Records for this task
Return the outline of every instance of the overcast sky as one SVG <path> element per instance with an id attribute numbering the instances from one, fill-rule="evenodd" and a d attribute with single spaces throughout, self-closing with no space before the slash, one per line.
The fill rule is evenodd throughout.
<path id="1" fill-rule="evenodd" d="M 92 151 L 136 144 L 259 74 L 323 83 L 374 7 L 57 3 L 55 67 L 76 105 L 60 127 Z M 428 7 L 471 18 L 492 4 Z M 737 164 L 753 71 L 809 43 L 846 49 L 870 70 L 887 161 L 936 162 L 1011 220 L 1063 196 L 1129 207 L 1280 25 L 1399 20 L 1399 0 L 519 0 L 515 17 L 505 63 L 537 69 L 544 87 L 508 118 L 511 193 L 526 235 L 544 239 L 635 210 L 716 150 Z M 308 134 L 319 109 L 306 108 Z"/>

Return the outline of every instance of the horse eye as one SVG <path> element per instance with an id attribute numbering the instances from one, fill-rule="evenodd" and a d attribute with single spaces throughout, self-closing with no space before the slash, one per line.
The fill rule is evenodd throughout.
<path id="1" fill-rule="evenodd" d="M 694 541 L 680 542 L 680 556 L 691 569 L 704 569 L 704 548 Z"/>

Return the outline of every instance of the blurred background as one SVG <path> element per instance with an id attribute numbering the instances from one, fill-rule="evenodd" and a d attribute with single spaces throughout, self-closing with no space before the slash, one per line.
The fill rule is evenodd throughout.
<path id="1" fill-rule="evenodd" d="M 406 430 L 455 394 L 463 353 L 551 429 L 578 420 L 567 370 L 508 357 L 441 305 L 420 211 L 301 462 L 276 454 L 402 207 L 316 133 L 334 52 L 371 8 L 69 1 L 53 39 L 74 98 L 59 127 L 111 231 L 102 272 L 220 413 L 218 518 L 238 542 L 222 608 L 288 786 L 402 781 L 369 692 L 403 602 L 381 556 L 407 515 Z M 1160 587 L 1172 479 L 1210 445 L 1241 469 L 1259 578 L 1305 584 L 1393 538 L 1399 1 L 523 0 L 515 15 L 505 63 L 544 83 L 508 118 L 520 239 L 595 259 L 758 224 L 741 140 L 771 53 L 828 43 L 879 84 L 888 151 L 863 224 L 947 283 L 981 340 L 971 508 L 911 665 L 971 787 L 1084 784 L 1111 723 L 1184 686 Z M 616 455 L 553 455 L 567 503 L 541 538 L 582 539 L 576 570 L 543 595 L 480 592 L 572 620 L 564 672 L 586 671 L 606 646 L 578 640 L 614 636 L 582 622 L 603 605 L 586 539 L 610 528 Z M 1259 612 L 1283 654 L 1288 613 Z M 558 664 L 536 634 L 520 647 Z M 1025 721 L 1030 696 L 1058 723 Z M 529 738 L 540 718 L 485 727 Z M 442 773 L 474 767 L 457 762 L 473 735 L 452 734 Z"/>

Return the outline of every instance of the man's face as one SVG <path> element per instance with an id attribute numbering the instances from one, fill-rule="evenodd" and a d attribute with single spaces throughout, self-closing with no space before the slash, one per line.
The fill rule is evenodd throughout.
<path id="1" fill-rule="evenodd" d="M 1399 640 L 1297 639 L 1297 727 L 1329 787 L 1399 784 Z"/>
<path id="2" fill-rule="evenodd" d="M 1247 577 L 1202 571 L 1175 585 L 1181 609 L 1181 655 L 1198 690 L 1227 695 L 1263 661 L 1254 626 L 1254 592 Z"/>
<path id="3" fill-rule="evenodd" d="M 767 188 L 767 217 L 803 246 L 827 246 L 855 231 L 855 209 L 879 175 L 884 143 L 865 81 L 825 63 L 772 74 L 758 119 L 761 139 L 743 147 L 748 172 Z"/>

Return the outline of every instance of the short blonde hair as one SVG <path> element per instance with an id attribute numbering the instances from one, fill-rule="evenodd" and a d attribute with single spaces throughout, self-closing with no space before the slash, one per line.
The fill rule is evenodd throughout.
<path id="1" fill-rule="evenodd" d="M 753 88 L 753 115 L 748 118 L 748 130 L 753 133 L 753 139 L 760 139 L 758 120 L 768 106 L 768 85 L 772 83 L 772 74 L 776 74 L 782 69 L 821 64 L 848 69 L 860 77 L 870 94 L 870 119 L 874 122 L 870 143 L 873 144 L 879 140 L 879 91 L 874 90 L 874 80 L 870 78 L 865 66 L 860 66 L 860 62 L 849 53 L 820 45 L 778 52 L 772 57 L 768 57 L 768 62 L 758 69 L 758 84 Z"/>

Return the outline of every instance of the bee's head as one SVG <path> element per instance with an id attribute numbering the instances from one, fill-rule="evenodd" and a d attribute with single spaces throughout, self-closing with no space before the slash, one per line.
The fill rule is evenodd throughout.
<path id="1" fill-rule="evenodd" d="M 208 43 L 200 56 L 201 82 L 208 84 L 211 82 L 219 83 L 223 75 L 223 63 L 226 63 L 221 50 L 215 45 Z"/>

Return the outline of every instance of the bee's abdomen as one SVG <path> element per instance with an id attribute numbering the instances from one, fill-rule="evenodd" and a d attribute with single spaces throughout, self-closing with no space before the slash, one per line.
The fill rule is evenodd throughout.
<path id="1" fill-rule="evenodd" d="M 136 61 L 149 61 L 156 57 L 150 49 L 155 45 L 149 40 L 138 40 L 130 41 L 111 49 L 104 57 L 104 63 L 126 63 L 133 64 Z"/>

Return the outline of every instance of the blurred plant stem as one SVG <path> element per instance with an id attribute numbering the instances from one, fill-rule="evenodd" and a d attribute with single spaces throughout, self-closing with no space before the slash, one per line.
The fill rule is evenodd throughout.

Aim
Copy out the entire listing above word for word.

Written answer
Return the outline of every instance of the overcast sky as one SVG <path> element per instance with an id attribute numbering the instances from one, fill-rule="evenodd" and a d attribute with single spaces throughout, self-closing with no space before the slash, one per line.
The fill rule is evenodd throughout.
<path id="1" fill-rule="evenodd" d="M 92 151 L 136 144 L 259 74 L 323 83 L 374 7 L 57 3 L 55 67 L 76 105 L 60 127 Z M 428 7 L 471 18 L 492 4 Z M 737 164 L 753 71 L 809 43 L 846 49 L 870 70 L 887 161 L 936 162 L 1011 220 L 1063 196 L 1129 207 L 1280 25 L 1399 20 L 1399 0 L 519 0 L 515 17 L 505 63 L 537 69 L 544 87 L 508 118 L 511 193 L 526 235 L 544 239 L 635 210 L 716 150 Z M 308 134 L 319 109 L 306 108 Z"/>

Return the outline of every instance of the horse eye as one SVG <path> element per instance with an id attribute numbering the instances from one, fill-rule="evenodd" and a d attribute with single spaces throughout, self-closing with no space before the slash, one per line.
The fill rule is evenodd throughout.
<path id="1" fill-rule="evenodd" d="M 694 541 L 680 542 L 680 556 L 691 569 L 704 569 L 704 548 Z"/>

Return the outline of every instance of the blurred background as one SVG <path> element per instance with an id attribute numbering the instances from one, fill-rule="evenodd" and a d attribute with single spaces throughout, self-closing with no space before the slash, one per line.
The fill rule is evenodd throughout.
<path id="1" fill-rule="evenodd" d="M 406 430 L 455 394 L 463 353 L 551 429 L 578 420 L 567 370 L 508 357 L 441 305 L 420 211 L 301 462 L 276 454 L 402 207 L 316 133 L 334 52 L 371 8 L 69 1 L 53 39 L 74 98 L 59 127 L 111 231 L 102 272 L 220 413 L 218 518 L 238 542 L 222 608 L 288 786 L 402 781 L 369 692 L 403 602 L 381 556 L 407 515 Z M 1160 587 L 1172 479 L 1210 445 L 1241 469 L 1259 578 L 1305 584 L 1393 538 L 1399 1 L 523 0 L 515 15 L 505 63 L 544 83 L 508 118 L 520 239 L 595 259 L 758 224 L 741 140 L 771 53 L 828 43 L 879 84 L 888 151 L 863 224 L 947 283 L 981 340 L 971 508 L 911 665 L 971 787 L 1084 784 L 1111 723 L 1184 686 Z M 616 455 L 553 455 L 567 503 L 541 538 L 582 539 L 576 570 L 543 595 L 480 592 L 572 620 L 564 672 L 586 671 L 606 646 L 578 640 L 614 636 L 582 622 L 603 605 L 586 539 L 610 528 Z M 1259 612 L 1283 654 L 1288 613 Z M 558 664 L 536 634 L 520 647 Z M 1025 721 L 1030 696 L 1058 723 Z M 529 738 L 540 718 L 485 727 Z M 442 773 L 474 767 L 457 762 L 473 735 L 452 734 Z"/>

Return the outline of every instance of the man's face as one SVG <path> element per instance with an id attribute numbering the instances from one, fill-rule="evenodd" and a d attribute with single spaces throughout, self-closing with no space before the slash, one per line.
The fill rule is evenodd throughout.
<path id="1" fill-rule="evenodd" d="M 1399 640 L 1297 639 L 1297 727 L 1329 787 L 1399 784 Z"/>
<path id="2" fill-rule="evenodd" d="M 1247 577 L 1202 571 L 1175 585 L 1181 609 L 1181 655 L 1198 690 L 1227 695 L 1263 661 L 1254 626 L 1254 592 Z"/>
<path id="3" fill-rule="evenodd" d="M 767 188 L 767 217 L 803 246 L 827 246 L 855 231 L 855 209 L 879 175 L 884 143 L 865 81 L 825 63 L 772 74 L 758 119 L 761 139 L 743 147 L 748 172 Z"/>

Return the outline of every instance of the short blonde hair as one SVG <path> element per instance with an id attribute numbering the instances from one, fill-rule="evenodd" and a d attribute with single spaces throughout, self-closing with no space before the slash, one per line.
The fill rule is evenodd throughout.
<path id="1" fill-rule="evenodd" d="M 753 88 L 753 115 L 748 118 L 748 130 L 753 133 L 753 139 L 760 139 L 758 120 L 768 106 L 768 85 L 772 83 L 772 74 L 776 74 L 782 69 L 821 64 L 848 69 L 860 77 L 870 94 L 870 119 L 874 122 L 870 143 L 873 144 L 879 140 L 879 91 L 874 90 L 874 80 L 870 78 L 865 66 L 860 66 L 860 62 L 849 53 L 820 45 L 778 52 L 772 57 L 768 57 L 768 62 L 758 69 L 758 84 Z"/>

Return the outline of every instance of the bee's head as one SVG <path> element per instance with an id attribute numbering the instances from one, fill-rule="evenodd" and a d attribute with single spaces throughout, self-closing with no space before the slash, one per line.
The fill rule is evenodd throughout.
<path id="1" fill-rule="evenodd" d="M 208 43 L 200 56 L 201 82 L 208 84 L 211 82 L 219 83 L 223 75 L 223 63 L 226 63 L 221 50 L 215 45 Z"/>

Return the outline of every instance of the bee's abdomen as one SVG <path> element per instance with an id attribute numbering the instances from one, fill-rule="evenodd" and a d attribute with single spaces throughout, self-closing with no space before the slash, one per line.
The fill rule is evenodd throughout.
<path id="1" fill-rule="evenodd" d="M 136 61 L 149 61 L 156 57 L 150 49 L 155 45 L 149 40 L 138 40 L 130 41 L 111 49 L 104 57 L 104 63 L 126 63 L 133 64 Z"/>

Return the outline of every instance of the blurred plant stem as one SVG <path> element per instance with an id attribute numbering the instances from one, fill-rule="evenodd" and a d attribute with single spaces throughout, self-closing with no space before the slash, one per line.
The fill rule is evenodd throughout.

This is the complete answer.